## [Reading text]
There are many specifics missing from the Republicans’ health care overhaul blue print that must be filled in to assess the credibility of the proposal and its overall impact. And the plan is premised on a highly uncertain political calculation that the GOP will retain sizeable majorities in the House and Senate and that Republican Donald Trump wins election in the November. The presumptive GOP presidential nominee has repeatedly vowed to repeal Obamacare if he is the next president.
It’s also far from certain whether Trump as president would sign off on many of the ideas contained in the House GOP plan designed to overhaul and curtail Medicare, Medicaid and other entitlement programs. Trump has long said that he considers Social Security and other entitlement programs off limits to cuts. But his top policy adviser, Sam Clovis, said in May that Trump, if elected, “will start to take a look at all of the programs, including entitlement programs like Social Security and Medicare” to control the deficit.
With Clinton, the presumptive Democratic presidential nominee, and Sen. Bernie Sanders of Vermont vowing to protect or expand entitlement programs, the new Ryan recommendations could provide added grist for debate in the presidential and congressional campaigns this fall. Among the Republicans’ latest proposals:
Gradually raise the eligibility age for Medicare in tandem with Social Security from the current 65 to 67, beginning in 2020. It would be part of a conservative push to address projected long-term growth in federal entitlement spending that threatens to drive the deficit back up and deplete resources for seniors and retirees.

## [Entries supplied]
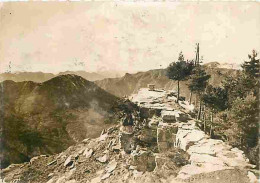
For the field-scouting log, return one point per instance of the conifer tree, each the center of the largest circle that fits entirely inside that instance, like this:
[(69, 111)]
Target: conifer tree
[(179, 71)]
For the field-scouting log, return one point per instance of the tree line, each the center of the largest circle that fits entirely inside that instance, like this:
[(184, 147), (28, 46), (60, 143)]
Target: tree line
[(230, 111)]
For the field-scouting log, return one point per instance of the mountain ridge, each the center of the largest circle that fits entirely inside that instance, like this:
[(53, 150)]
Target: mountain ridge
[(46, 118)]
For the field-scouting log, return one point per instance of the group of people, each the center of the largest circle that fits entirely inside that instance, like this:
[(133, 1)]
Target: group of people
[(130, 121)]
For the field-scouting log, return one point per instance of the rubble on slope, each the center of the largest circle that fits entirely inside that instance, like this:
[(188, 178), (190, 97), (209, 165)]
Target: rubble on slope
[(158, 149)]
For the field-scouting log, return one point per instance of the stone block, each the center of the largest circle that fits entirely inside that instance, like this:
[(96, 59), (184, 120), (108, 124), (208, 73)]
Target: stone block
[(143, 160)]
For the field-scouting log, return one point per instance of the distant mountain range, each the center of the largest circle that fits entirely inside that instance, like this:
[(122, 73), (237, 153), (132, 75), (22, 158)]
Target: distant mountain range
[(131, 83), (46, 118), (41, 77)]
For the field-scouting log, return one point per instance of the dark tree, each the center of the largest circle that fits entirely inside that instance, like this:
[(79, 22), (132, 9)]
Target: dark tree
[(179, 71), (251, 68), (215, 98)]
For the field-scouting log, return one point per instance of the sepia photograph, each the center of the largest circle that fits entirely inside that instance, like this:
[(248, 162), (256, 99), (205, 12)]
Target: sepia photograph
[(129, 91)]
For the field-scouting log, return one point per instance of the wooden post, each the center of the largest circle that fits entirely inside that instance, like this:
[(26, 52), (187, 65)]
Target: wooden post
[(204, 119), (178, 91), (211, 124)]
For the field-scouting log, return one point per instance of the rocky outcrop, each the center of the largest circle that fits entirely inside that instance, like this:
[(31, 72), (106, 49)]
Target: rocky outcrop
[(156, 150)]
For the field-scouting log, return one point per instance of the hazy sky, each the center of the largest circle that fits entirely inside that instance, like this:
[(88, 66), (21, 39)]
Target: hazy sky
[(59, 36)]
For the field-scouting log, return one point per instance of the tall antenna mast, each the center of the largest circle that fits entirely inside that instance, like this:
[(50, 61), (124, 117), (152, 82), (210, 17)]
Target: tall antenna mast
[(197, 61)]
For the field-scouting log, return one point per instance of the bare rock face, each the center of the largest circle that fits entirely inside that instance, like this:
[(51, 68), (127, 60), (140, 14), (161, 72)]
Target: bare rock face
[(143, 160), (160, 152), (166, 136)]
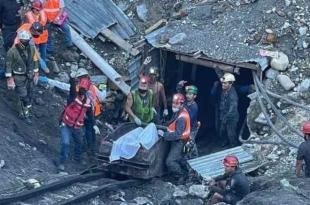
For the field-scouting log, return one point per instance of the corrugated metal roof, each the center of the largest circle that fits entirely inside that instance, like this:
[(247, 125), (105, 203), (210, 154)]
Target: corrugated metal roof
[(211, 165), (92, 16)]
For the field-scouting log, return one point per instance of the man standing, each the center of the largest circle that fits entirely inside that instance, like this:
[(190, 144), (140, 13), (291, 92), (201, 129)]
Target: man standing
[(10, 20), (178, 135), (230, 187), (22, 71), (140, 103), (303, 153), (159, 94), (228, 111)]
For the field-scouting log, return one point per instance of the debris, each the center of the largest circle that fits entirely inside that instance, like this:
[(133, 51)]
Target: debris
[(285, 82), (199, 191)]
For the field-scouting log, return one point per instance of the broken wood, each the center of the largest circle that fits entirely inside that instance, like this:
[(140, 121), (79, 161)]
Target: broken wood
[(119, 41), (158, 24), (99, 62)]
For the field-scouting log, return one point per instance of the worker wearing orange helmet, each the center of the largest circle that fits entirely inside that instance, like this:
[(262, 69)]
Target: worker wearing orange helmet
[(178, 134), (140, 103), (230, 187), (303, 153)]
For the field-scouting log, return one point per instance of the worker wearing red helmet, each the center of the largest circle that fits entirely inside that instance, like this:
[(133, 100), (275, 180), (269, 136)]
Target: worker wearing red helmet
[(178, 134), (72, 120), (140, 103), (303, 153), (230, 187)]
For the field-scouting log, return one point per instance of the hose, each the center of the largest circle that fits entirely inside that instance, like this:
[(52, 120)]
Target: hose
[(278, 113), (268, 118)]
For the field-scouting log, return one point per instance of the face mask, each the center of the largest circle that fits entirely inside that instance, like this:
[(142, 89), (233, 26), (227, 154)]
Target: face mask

## [What you will do]
Reproduce the passage on the Republican health care plan word for word, from its first sentence to its last. Rely only on the passage on the Republican health care plan.

## [Result below]
There are many specifics missing from the Republicans’ health care overhaul blue print that must be filled in to assess the credibility of the proposal and its overall impact. And the plan is premised on a highly uncertain political calculation that the GOP will retain sizeable majorities in the House and Senate and that Republican Donald Trump wins election in the November. The presumptive GOP presidential nominee has repeatedly vowed to repeal Obamacare if he is the next president.
It’s also far from certain whether Trump as president would sign off on many of the ideas contained in the House GOP plan designed to overhaul and curtail Medicare, Medicaid and other entitlement programs. Trump has long said that he considers Social Security and other entitlement programs off limits to cuts. But his top policy adviser, Sam Clovis, said in May that Trump, if elected, “will start to take a look at all of the programs, including entitlement programs like Social Security and Medicare” to control the deficit.
With Clinton, the presumptive Democratic presidential nominee, and Sen. Bernie Sanders of Vermont vowing to protect or expand entitlement programs, the new Ryan recommendations could provide added grist for debate in the presidential and congressional campaigns this fall. Among the Republicans’ latest proposals:
Gradually raise the eligibility age for Medicare in tandem with Social Security from the current 65 to 67, beginning in 2020. It would be part of a conservative push to address projected long-term growth in federal entitlement spending that threatens to drive the deficit back up and deplete resources for seniors and retirees.